** Opening Study text block **

So what is different between 4000 and 7000 angstrom light? If 4000
strikes your eye you perceive violet; if 7000 strikes your eye, you
perceive red; If 10000 or 1000 strikes your eye you perceive nothing
(black or darkness). Thus, you see that what color is is simply a
qualitative description of the wavelength of the light. Incidentally,
another wave with which you are familiar is sound; the pitch of sound
is determined by the wavelength of the sound waves. So pitch is to
sound as color is to light.
Now, I haven't told you what is doing the "waving" in EM radiation. For
water waves, the water "wiggles"; for sound waves, the air "wiggles",
both vibrating. For EM radiation, it is more complicated and subtle
(light can propagate through totally empty space where nothing is
available to "wiggle") and I think you get the gist of the general idea
without going into details. If you want more details, let me know.
With that background, let's answer your questions (not necessarily in
the order you asked them):

"Does
light vibrate?" Sure, just like the waves hitting the beach with some
frequency, the light hits your eye (or anything else it hits) with some
frequency. But you never perceive this because the frequency is
amazingly large (for example 400,000,000,000,000 times per second for
red light). Nevertheless, your eye/brain evidently have a way of
measuring the color because you perceive it.

** Closing Study text block **

> _Prompt 1_
In the passage on light, what determines the pitch of sound?
> _Prompt 2_
Reproduce the part of the passage on light starting with "Now, I haven't" and going on through "let me know.".

** Opening Material supplied block **

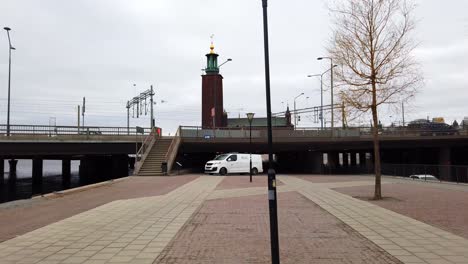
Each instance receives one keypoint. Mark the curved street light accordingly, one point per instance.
(321, 92)
(295, 112)
(250, 118)
(214, 98)
(331, 87)
(10, 48)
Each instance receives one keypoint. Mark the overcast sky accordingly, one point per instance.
(100, 48)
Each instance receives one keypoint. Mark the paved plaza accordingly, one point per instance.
(215, 219)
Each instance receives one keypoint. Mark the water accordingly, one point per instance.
(52, 179)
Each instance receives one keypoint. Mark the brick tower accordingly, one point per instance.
(212, 92)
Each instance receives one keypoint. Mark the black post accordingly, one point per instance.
(37, 171)
(10, 48)
(2, 171)
(250, 145)
(66, 173)
(271, 172)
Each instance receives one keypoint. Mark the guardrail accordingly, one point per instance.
(68, 130)
(448, 173)
(358, 132)
(142, 153)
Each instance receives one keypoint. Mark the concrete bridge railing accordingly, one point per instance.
(53, 131)
(358, 132)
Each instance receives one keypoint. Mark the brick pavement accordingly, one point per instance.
(35, 213)
(407, 239)
(433, 204)
(137, 230)
(237, 182)
(236, 230)
(128, 231)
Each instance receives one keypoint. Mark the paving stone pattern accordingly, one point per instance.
(236, 230)
(126, 231)
(409, 240)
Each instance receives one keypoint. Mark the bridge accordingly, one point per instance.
(103, 151)
(107, 151)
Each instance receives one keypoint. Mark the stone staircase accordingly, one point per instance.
(157, 155)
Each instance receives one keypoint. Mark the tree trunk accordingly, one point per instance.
(375, 139)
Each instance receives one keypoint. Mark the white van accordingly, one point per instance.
(234, 163)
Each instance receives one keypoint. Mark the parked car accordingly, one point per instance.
(92, 131)
(428, 128)
(234, 163)
(425, 177)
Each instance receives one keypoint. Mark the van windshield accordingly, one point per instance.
(221, 157)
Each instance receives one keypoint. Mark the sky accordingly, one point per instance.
(98, 49)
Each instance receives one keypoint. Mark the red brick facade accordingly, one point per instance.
(212, 93)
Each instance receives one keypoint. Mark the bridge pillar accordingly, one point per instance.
(313, 162)
(119, 166)
(12, 172)
(444, 164)
(84, 170)
(66, 173)
(37, 176)
(353, 159)
(333, 161)
(2, 171)
(131, 162)
(345, 159)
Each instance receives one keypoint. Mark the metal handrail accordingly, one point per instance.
(144, 150)
(68, 130)
(352, 132)
(170, 154)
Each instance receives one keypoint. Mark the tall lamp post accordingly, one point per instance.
(272, 201)
(321, 93)
(214, 98)
(331, 88)
(9, 78)
(295, 113)
(250, 118)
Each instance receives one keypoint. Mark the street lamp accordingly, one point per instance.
(272, 201)
(214, 91)
(250, 118)
(295, 113)
(9, 78)
(331, 88)
(321, 92)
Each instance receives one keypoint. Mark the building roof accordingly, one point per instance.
(257, 122)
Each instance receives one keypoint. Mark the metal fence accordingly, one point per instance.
(357, 132)
(449, 173)
(68, 130)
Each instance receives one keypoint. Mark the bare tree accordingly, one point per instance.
(372, 43)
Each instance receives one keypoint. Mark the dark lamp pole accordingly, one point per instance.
(321, 93)
(295, 112)
(214, 102)
(272, 202)
(250, 117)
(331, 88)
(9, 78)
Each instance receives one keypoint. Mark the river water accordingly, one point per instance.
(52, 179)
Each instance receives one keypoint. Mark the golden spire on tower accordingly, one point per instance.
(212, 45)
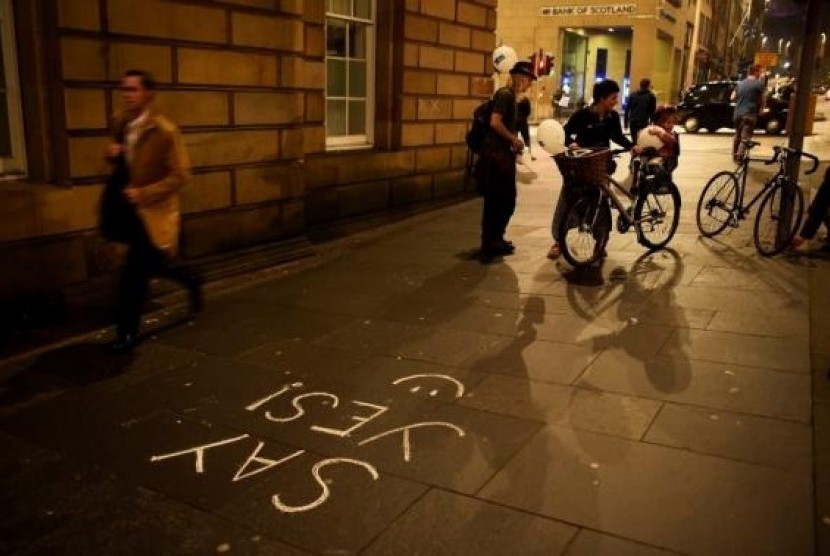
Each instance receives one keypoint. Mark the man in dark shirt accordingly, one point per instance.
(592, 127)
(495, 170)
(640, 108)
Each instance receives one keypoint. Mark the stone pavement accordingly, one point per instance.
(397, 397)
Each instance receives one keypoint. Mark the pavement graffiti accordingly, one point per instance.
(255, 463)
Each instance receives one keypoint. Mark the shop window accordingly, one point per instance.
(12, 146)
(350, 68)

** Closing Material supplied block **

> _Your solution 1_
The wavelength of the sound waves.

> _Your solution 2_
Now, I haven't told you what is doing the "waving" in EM radiation. For
water waves, the water "wiggles"; for sound waves, the air "wiggles",
both vibrating. For EM radiation, it is more complicated and subtle
(light can propagate through totally empty space where nothing is
available to "wiggle") and I think you get the gist of the general idea
without going into details. If you want more details, let me know.